Text ::
____________________
IMO the physical essence of gauge theory is the concept of "observer equivalence". Ie the law of physics "must"(or must they? see below) be the same to all observers. This constraint as a constructing implies the transformations EXPLAINING the "apparent" disagreements.

In SR and GR, when you apply this to two sub-classes of valid equivalent gedanken observers. However in classical physics the observers is imagined to be able to make gedanken experiments without interacting with the system. The "physics" is contained here in the entire equivalence classes and their internal relations.

QM improves this by describing the "PHYSICS of measurementprocess", not just imaging gedanken experiments, like you can go in classical physics. Also in QM, the gageu equivalences are not as always as CLEARLY interpreted as observer equivalence as they relate to "internal symmetries". But in the below these are unified. There is no principal difference. to understand how spacetime splits off from internal structurs is a different discussion.

However, the measurement process is only PART of the complete what i call inference process.

So howto combined these?
____________________
Instruction A :: Quote the gauge theory text from "QM improves this" to "howto combined these?".
The records have no connection to the text on gauge theory.

Data records ::
____________________
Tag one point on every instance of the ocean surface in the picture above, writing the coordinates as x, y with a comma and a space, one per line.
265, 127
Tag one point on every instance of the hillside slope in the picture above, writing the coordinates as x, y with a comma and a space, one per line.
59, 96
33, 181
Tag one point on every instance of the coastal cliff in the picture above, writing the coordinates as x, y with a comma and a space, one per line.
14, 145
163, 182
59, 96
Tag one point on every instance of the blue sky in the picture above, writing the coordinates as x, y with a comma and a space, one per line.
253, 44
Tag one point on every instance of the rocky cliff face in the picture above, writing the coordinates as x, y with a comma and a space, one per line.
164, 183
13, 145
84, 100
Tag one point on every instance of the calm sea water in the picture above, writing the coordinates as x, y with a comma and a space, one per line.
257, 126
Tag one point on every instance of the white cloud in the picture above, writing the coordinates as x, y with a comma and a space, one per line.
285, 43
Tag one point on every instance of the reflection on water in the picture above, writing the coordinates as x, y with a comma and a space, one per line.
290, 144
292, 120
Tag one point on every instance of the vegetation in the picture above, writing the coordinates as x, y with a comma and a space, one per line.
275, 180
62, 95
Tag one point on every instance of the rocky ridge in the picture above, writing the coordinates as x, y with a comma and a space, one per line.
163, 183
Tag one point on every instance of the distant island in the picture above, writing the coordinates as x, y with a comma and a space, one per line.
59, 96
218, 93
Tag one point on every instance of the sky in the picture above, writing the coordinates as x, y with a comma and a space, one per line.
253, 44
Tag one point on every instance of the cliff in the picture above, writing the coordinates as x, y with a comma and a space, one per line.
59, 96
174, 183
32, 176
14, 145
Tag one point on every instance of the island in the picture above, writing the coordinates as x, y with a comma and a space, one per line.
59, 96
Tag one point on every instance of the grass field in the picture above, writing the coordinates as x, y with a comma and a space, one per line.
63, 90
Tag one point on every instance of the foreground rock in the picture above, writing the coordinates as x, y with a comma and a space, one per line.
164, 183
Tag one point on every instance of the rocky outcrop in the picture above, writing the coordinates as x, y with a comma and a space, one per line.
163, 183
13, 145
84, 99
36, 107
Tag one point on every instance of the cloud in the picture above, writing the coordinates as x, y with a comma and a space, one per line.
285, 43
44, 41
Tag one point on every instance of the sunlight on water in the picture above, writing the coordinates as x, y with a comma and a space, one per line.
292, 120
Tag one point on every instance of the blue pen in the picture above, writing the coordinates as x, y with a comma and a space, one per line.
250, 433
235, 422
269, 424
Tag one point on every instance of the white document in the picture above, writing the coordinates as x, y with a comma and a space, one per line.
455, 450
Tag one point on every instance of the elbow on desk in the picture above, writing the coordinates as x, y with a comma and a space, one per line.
____________________
Instruction B :: Print the records unchanged from the line with "Tag one point on every instance of the rocky outcrop" through the final line of the records.

Expected output A ::
QM improves this by describing the "PHYSICS of measurementprocess", not just imaging gedanken experiments, like you can go in classical physics. Also in QM, the gageu equivalences are not as always as CLEARLY interpreted as observer equivalence as they relate to "internal symmetries". But in the below these are unified. There is no principal difference. to understand how spacetime splits off from internal structurs is a different discussion.

However, the measurement process is only PART of the complete what i call inference process.

So howto combined these?

Expected output B ::
Tag one point on every instance of the rocky outcrop in the picture above, writing the coordinates as x, y with a comma and a space, one per line.
163, 183
13, 145
84, 99
36, 107
Tag one point on every instance of the cloud in the picture above, writing the coordinates as x, y with a comma and a space, one per line.
285, 43
44, 41
Tag one point on every instance of the sunlight on water in the picture above, writing the coordinates as x, y with a comma and a space, one per line.
292, 120
Tag one point on every instance of the blue pen in the picture above, writing the coordinates as x, y with a comma and a space, one per line.
250, 433
235, 422
269, 424
Tag one point on every instance of the white document in the picture above, writing the coordinates as x, y with a comma and a space, one per line.
455, 450
Tag one point on every instance of the elbow on desk in the picture above, writing the coordinates as x, y with a comma and a space, one per line.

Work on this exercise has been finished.